---------- EXTRACT TO READ

What happened to Woodford?

Financial Times columnist Tim Harford posits three broad explanations for Mr. Woodford’s travails, an exploration of which I think is required reading for any would-be investor. 

It’s possible that Mr Woodford lost his touch. Successful people can become overconfident or complacent. There may be some merit to this, but it strikes me as a little insufficient as an explanation. 

A more likely possibility is that the world changed. Billy Beane’s success with the Oakland A’s baseball team (as depicted in the movie Moneyball) was once unusual, but when the competition noticed, the edge disappeared. In investing, having an edge is all important, but capital markets are complex and adaptive, so the advantage from good ideas tends to decay once rivals figure it out. 

A third possibility, and the one we are most likely to resist as an explanation is: that luck was involved. To be fair, this looks like a stretch.  Afterall, Mr Woodford had a track record of above average performance that was anything but fleeting – at least not in the same category as Leicester. Nevertheless, we must consider the possibility. As the poet Jean Cocteau wittily observed, “We must believe in luck. For how else can we explain the success of those we don't like?”.  
 

Was luck really part of the saga? 

Despite our best efforts, the idea that things might not work out the way we want because of randomness is very unedifying. It’s more than a little uncomfortable to think that people we entrust our savings to, might in some way be essentially flipping coins. But consider the possibility we must. 

Acceptance of the role of luck in outcomes is a necessary prelude to good decision making. It’s about making better decisions, when we don’t have all the facts. And rarely in investment markets will you be operating under these conditions. When we accept that we can’t be sure, we are less likely to fall into the trap of black-and-white thinking; That actions have some predictable outcome. 

All of this is not to say that skill doesn’t matter — clearly it does. But in highly skilled and competitive environments, luck will play a greater role in the outcome, than where skill levels vary widely. Good luck plus skill beats bad luck plus skill all day. This has been coined the ‘paradox of skill' - where luck explains the difference between triumph and failure.

--------------------
---------- DATASET EXCERPTS

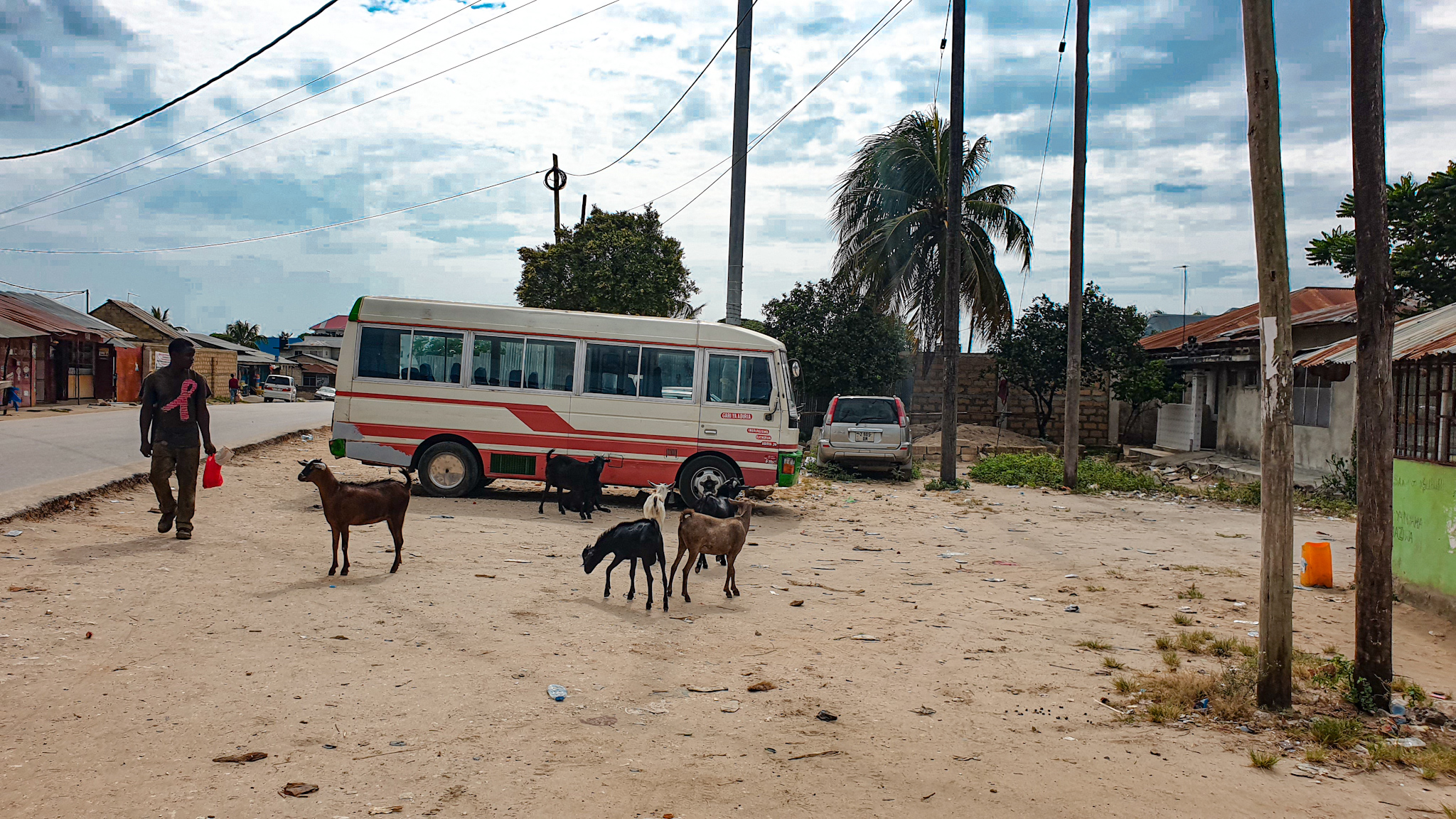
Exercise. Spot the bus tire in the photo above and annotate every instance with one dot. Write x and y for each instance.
(698, 473)
(449, 470)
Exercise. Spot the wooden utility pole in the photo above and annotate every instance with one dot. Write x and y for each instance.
(954, 193)
(739, 190)
(1072, 423)
(1375, 390)
(1276, 358)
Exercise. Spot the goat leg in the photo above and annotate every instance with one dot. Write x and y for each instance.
(397, 528)
(344, 538)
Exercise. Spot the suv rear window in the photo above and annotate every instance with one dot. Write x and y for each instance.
(865, 412)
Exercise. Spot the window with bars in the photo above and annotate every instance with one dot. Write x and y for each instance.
(1312, 397)
(1423, 408)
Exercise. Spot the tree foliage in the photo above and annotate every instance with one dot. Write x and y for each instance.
(1423, 238)
(890, 213)
(614, 262)
(240, 333)
(1033, 353)
(843, 344)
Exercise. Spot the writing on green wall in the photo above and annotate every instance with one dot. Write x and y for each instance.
(1426, 525)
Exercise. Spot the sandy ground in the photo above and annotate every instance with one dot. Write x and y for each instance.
(427, 688)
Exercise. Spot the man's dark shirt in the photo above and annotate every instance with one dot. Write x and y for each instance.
(173, 414)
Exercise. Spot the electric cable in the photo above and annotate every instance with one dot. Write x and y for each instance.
(880, 25)
(1046, 149)
(724, 44)
(158, 154)
(314, 123)
(161, 108)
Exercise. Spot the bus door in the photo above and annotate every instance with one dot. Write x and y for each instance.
(739, 398)
(637, 408)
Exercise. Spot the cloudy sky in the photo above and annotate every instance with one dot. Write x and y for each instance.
(1167, 181)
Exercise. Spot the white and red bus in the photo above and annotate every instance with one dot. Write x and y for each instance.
(466, 394)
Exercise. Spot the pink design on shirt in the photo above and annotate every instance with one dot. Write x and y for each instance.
(181, 401)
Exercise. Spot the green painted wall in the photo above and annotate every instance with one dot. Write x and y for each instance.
(1426, 527)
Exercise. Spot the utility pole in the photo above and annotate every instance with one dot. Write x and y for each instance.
(1072, 423)
(954, 193)
(737, 197)
(555, 181)
(1375, 390)
(1276, 356)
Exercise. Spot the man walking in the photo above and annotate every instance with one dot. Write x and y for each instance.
(173, 419)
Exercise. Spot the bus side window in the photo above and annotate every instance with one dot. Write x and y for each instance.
(722, 379)
(756, 385)
(383, 353)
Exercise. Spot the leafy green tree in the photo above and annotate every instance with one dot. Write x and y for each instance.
(1145, 384)
(614, 262)
(240, 333)
(1033, 353)
(890, 215)
(842, 341)
(1423, 237)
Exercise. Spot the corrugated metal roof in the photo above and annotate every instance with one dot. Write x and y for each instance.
(1417, 337)
(1302, 301)
(48, 315)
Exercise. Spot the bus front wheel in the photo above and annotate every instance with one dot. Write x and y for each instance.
(449, 470)
(702, 474)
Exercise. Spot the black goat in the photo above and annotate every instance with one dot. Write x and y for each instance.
(635, 540)
(717, 502)
(580, 478)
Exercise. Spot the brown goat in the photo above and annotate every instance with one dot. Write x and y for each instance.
(701, 534)
(358, 505)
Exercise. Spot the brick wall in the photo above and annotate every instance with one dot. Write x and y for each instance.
(976, 402)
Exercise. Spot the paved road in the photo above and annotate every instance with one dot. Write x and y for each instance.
(40, 451)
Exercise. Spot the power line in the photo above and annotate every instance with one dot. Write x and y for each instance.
(158, 154)
(277, 235)
(680, 97)
(315, 123)
(1046, 149)
(161, 108)
(880, 25)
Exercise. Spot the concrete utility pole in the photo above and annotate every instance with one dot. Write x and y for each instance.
(1375, 398)
(1072, 423)
(1276, 356)
(954, 191)
(743, 60)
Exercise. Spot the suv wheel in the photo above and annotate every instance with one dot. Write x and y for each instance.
(700, 474)
(449, 470)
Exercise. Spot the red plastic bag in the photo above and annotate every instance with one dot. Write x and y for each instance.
(211, 474)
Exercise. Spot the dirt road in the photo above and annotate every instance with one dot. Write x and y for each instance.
(954, 695)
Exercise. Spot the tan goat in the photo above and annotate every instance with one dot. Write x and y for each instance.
(701, 534)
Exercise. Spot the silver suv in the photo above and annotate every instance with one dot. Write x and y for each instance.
(865, 430)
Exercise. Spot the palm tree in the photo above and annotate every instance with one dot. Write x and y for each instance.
(890, 213)
(242, 333)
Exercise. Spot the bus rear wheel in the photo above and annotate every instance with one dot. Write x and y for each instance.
(701, 474)
(449, 470)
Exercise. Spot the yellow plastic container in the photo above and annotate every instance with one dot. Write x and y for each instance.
(1318, 567)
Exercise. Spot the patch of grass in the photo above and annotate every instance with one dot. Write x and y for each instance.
(1263, 759)
(1047, 471)
(1190, 594)
(1162, 713)
(1334, 732)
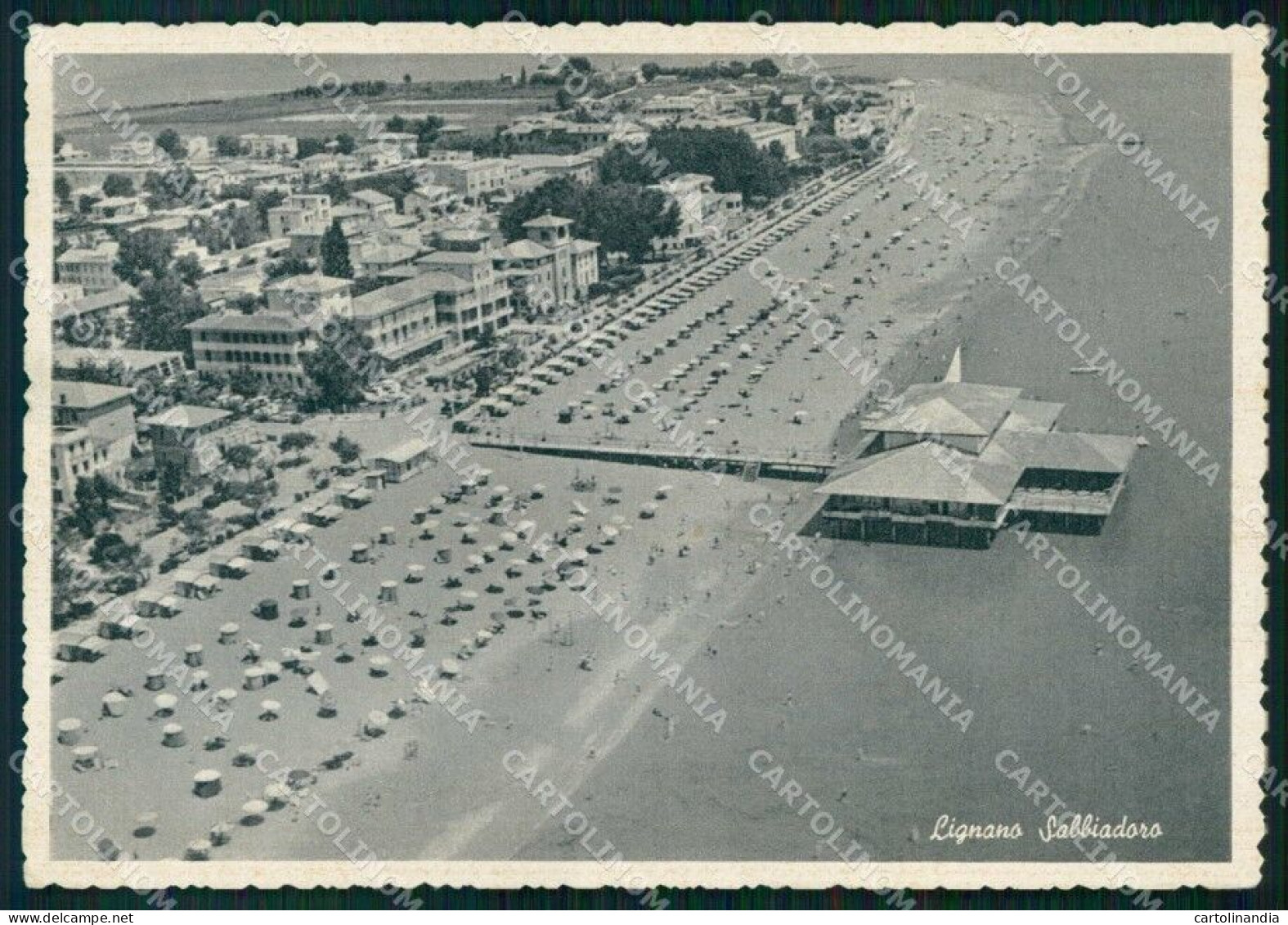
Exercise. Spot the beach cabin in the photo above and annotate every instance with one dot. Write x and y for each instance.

--------------------

# EXERCISE GOAL
In the text on what happened to Woodford, answer each question on its own line:
(a) Which baseball team is Billy Beane's success linked to?
(b) Which poet is quoted on believing in luck?
(c) What term has been coined for the case where luck explains the difference between triumph and failure?

# SOLUTION
(a) The Oakland A's
(b) Jean Cocteau
(c) The "paradox of skill"